## Exercise task
Please substitute "layout reviewer" for "planogram checker" in each of the entries below and leave every other word as it is.

## Materials provided
####

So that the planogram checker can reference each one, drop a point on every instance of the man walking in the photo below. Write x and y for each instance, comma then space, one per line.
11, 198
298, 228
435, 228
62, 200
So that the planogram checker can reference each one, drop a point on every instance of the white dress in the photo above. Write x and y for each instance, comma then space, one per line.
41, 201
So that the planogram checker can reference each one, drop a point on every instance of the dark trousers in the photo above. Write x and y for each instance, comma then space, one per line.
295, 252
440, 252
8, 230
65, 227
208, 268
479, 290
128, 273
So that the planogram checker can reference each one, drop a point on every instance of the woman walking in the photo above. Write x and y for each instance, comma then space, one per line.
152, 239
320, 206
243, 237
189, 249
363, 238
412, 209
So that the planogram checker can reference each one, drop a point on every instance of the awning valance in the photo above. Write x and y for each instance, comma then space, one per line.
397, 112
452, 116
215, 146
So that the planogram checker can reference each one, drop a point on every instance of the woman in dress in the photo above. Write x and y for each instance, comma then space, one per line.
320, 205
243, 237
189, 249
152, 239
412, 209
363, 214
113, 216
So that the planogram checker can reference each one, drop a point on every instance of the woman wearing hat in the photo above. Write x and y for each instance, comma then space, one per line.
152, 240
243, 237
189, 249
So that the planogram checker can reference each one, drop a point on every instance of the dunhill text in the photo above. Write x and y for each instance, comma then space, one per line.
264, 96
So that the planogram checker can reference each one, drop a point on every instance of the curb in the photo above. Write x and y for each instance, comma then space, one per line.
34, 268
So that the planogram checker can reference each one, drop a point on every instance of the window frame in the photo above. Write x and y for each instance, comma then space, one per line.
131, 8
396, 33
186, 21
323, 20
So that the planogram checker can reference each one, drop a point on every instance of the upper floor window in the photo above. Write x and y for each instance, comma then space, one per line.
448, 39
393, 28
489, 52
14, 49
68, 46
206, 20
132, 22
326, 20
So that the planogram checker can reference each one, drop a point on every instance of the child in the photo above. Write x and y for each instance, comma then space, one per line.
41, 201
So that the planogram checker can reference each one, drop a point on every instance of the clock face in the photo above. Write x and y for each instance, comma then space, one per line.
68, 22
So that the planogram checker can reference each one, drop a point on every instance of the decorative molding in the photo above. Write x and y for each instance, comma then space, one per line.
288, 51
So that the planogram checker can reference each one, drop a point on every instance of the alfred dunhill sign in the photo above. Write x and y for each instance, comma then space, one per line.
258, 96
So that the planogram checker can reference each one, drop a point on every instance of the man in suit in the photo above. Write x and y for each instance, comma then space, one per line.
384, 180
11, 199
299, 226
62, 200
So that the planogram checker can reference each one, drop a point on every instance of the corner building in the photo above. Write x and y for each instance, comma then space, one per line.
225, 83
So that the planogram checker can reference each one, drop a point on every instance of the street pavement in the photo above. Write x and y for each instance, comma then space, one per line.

####

## Response to the task
So that the layout reviewer can reference each one, drop a point on every instance of the man walking in the photo below. Write x and y for each instance, comma then space, one per line.
11, 198
298, 228
435, 228
62, 200
So that the layout reviewer can reference each one, drop a point on every instance of the white dress in the photo above. Write x and y for each instance, comma then space, one per line.
41, 201
So that the layout reviewer can reference each one, drop a point on every instance of the dark trousers in the photo above. Write x and y for each instance, comma then space, one per line.
295, 252
440, 252
8, 230
65, 227
208, 268
479, 290
128, 273
So that the layout reviewer can reference each one, drop a point on every instance of the woman walking in the photo above. Write x and y for each instance, comma then space, one per line.
152, 239
320, 206
243, 237
189, 249
363, 238
412, 209
So that the layout reviewer can reference each one, drop a point on every instance of the awning valance in the photo above. Write x and y for each instance, comma then space, one per line.
397, 112
452, 116
215, 146
So that the layout reviewer can reference each one, drop a point on every instance of the woman in dress in the photo above. Write x and y for each instance, comma then space, one per line.
320, 205
243, 237
189, 249
152, 239
412, 209
363, 214
113, 216
So that the layout reviewer can reference each one, drop a point on every instance of the woman wearing hat in the photo above. Write x and y for each instance, comma then space, one per line.
152, 240
243, 237
189, 249
So that the layout reviewer can reference each one, drop a point on every instance of the dunhill text in the photo above. Write x and y for each instance, comma then space, one per line.
264, 96
So that the layout reviewer can reference each one, drop a point on every instance of the curb in the photo above. Write x and y for each instance, comma then space, one per line.
34, 268
So that the layout reviewer can reference each one, drop a point on every instance of the window frame in the photo above. Write x and y for each instance, comma then space, one per line.
131, 8
396, 33
186, 21
323, 20
So that the layout reviewer can reference each one, drop a point on every instance of the upper floor window in the photo above. Write x and y for each instance, comma then space, one per line.
448, 39
393, 28
489, 52
14, 49
68, 46
206, 20
132, 22
326, 20
So that the layout reviewer can reference each one, drop a point on every instance of the child in the photo above. Write x and y for each instance, comma then space, one per line.
41, 201
So that the layout reviewer can reference each one, drop a point on every instance of the clock face in the photo above. Write x and y for each instance, comma then space, one per line.
68, 22
So that the layout reviewer can reference each one, drop a point on every instance of the decorative molding in the photo above. Write x and y for each instance, comma then space, one per line.
288, 51
So that the layout reviewer can reference each one, drop a point on every instance of the alfred dunhill sign in the photo above. Write x and y for each instance, comma then space, one per line.
258, 96
So that the layout reviewer can reference each one, drop a point on every instance of the man in suit in the photo above. Write x and y for each instance, comma then space, one per line.
384, 180
11, 199
299, 226
62, 200
So that the layout reviewer can reference each one, drop a point on every instance of the corner building in the photo above. Write x and y for each instance, comma then space, one per line.
225, 83
So that the layout reviewer can reference each one, drop a point on every instance of the street pavement in the photo above. Write x and y for each instance, comma then space, one per line.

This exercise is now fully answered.